READING PASSAGE below:
About half of consumers think that federal medical privacy laws, such as HIPAA, protect the results of commercial at-home genetic tests. They don’t.  Indeed, no federal law directly addresses consumer privacy issues resulting from DtC genetic testing.

The Food and Drug Administration (FDA) has some oversight over DtC genetic testing, but their main concern is the validity, not the privacy of the results. The FDA’s oversight is generally limited to DtC tests for “moderate to high risk medical purposes, which may have a higher impact on medical care.” DtC tests for non-medical, general wellness, or low risk medical purposes are not reviewed by the FDA before they are offered.

The Genetic Information Nondiscrimination Act (GINA), passed by Congress in 2008, prohibits prejudicial treatment by employers and health insurers on the basis of a person’s genetic information. Its scope is limited and focuses on discrimination based off of genetic information, not the privacy of such information.  

If a company engages in unfair or deceptive business practices, the Federal Trade Commission (FTC) and/or state attorneys general can step in to enforce consumer protection law. The FTC has outlined some best practices for DtC genetic testing companies, such as describing all uses of the genetic data in one featured place and directing the consumer’s attention to that policy using graphics, color, or other cues.
End of READING PASSAGE.
DATA SUPPLIED below:
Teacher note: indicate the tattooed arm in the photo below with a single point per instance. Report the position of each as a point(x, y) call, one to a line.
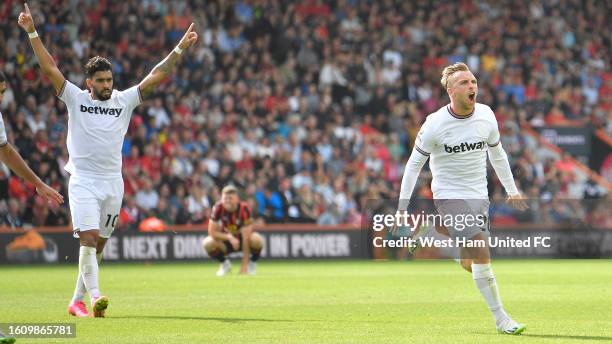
point(165, 67)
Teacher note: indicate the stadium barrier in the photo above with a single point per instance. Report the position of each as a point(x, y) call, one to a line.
point(297, 241)
point(181, 243)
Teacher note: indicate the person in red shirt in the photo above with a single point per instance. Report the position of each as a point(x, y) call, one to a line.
point(230, 229)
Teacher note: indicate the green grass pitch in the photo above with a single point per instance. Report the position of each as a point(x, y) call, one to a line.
point(561, 301)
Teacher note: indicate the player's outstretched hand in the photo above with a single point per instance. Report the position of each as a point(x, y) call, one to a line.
point(49, 194)
point(517, 202)
point(189, 38)
point(25, 20)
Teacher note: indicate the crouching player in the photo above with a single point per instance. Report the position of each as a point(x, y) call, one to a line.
point(230, 229)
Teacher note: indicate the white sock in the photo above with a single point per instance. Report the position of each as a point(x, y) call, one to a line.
point(80, 290)
point(485, 282)
point(88, 266)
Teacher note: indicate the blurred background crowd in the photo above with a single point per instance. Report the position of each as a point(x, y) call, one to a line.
point(310, 107)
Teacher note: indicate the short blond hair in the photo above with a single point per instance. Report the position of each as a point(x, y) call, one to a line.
point(450, 70)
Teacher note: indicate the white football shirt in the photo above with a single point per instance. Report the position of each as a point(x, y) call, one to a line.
point(96, 130)
point(457, 148)
point(3, 139)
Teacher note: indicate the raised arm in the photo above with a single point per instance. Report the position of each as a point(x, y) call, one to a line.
point(166, 66)
point(45, 61)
End of DATA SUPPLIED.
* _TASK DESCRIPTION_
Return, word for word, everything in the passage on genetic testing privacy from "The Genetic Information" down to "or other cues.".

* _ANSWER AREA_
The Genetic Information Nondiscrimination Act (GINA), passed by Congress in 2008, prohibits prejudicial treatment by employers and health insurers on the basis of a person’s genetic information. Its scope is limited and focuses on discrimination based off of genetic information, not the privacy of such information.  

If a company engages in unfair or deceptive business practices, the Federal Trade Commission (FTC) and/or state attorneys general can step in to enforce consumer protection law. The FTC has outlined some best practices for DtC genetic testing companies, such as describing all uses of the genetic data in one featured place and directing the consumer’s attention to that policy using graphics, color, or other cues.